What is asked: Report every line of the entries below that contains the string "instance", copying each line in full. Case counts.

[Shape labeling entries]
#####

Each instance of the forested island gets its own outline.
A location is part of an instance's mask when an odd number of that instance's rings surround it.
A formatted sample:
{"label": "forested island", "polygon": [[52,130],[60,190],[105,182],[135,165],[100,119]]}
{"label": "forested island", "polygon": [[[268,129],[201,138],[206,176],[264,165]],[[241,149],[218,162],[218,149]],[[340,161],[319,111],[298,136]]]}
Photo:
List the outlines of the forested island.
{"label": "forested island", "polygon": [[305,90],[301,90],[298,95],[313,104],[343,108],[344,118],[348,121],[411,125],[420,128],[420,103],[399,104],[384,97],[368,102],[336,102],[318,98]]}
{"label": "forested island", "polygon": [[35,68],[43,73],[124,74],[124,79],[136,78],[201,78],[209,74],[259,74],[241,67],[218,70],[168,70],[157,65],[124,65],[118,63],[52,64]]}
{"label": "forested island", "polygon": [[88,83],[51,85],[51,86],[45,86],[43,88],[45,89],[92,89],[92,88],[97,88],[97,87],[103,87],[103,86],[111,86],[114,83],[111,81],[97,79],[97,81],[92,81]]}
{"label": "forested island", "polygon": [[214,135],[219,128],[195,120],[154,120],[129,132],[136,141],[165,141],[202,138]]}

#####

Written answer:
Each instance of the forested island gets its own outline.
A location is part of an instance's mask when an odd number of that instance's rings surround it.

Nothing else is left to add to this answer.